Can you copy out word for word the stretch of the listing below from the line containing "Trace the outline of every instance of the green" through the end of the listing? Leave the pictures out of your answer.

- _Annotation dataset entries_:

----

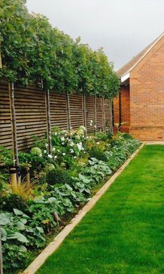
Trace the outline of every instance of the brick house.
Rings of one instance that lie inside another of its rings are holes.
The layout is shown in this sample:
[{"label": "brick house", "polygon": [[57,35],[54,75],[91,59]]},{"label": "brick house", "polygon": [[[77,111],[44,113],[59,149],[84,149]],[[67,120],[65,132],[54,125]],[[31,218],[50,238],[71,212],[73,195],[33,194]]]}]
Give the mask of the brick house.
[{"label": "brick house", "polygon": [[164,140],[164,33],[118,71],[114,122],[142,140]]}]

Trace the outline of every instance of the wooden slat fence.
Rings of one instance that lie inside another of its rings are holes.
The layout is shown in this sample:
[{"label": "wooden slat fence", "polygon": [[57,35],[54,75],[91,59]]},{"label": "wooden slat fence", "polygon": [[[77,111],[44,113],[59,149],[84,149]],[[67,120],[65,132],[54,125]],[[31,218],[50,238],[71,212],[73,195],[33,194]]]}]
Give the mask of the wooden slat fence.
[{"label": "wooden slat fence", "polygon": [[[96,99],[97,130],[103,129],[102,98]],[[25,150],[33,143],[33,135],[40,138],[47,131],[45,92],[36,86],[15,86],[17,143],[19,150]],[[69,95],[70,123],[72,129],[84,124],[82,95]],[[88,133],[94,132],[94,97],[85,97],[85,119]],[[110,102],[104,99],[106,124],[110,123]],[[68,129],[68,111],[66,94],[50,91],[51,128]],[[92,124],[90,125],[90,121]],[[12,148],[12,134],[8,84],[0,82],[0,145]]]}]

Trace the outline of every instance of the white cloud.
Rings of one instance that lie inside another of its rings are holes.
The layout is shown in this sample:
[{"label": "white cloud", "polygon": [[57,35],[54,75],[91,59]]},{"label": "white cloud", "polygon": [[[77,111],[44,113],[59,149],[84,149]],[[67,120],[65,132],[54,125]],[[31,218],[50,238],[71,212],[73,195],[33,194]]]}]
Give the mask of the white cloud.
[{"label": "white cloud", "polygon": [[27,0],[27,7],[92,49],[103,47],[115,68],[164,31],[163,0]]}]

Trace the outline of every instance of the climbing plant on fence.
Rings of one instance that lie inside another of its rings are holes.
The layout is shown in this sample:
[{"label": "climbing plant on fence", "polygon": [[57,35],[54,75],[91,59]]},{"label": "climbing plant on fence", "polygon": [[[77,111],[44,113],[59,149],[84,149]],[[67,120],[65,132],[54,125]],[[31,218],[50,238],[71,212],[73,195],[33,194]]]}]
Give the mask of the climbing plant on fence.
[{"label": "climbing plant on fence", "polygon": [[[97,97],[102,97],[104,105],[104,99],[116,96],[120,85],[118,76],[101,49],[92,51],[81,44],[79,38],[74,41],[53,28],[44,16],[30,14],[26,0],[1,0],[0,18],[0,77],[10,83],[13,144],[15,147],[14,83],[27,86],[36,82],[45,91],[50,152],[49,90],[54,88],[58,92],[66,92],[70,129],[69,95],[75,92],[83,94],[85,124],[85,95],[95,95],[96,113]],[[96,131],[96,115],[95,128]],[[17,147],[14,154],[17,161]]]}]

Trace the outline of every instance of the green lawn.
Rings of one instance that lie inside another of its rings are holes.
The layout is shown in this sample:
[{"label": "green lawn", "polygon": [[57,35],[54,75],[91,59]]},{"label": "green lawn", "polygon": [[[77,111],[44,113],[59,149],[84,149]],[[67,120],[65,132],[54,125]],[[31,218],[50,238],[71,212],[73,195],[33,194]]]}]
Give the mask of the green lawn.
[{"label": "green lawn", "polygon": [[164,273],[164,146],[145,146],[37,273]]}]

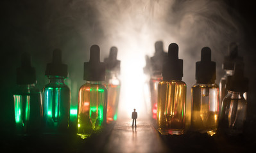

----

- _Solution_:
Trace the outline of every instance of the green lawn.
Rings of one instance that lie inside another of its rings are holes.
The layout is shown in this sample:
[{"label": "green lawn", "polygon": [[57,35],[54,75],[91,59]]},{"label": "green lawn", "polygon": [[[77,111],[44,113],[59,149],[84,149]],[[67,120],[65,132],[54,125]],[[31,218],[50,238],[71,212],[73,195],[33,194]]]}]
Give the mask of the green lawn.
[{"label": "green lawn", "polygon": [[164,273],[164,146],[145,146],[37,273]]}]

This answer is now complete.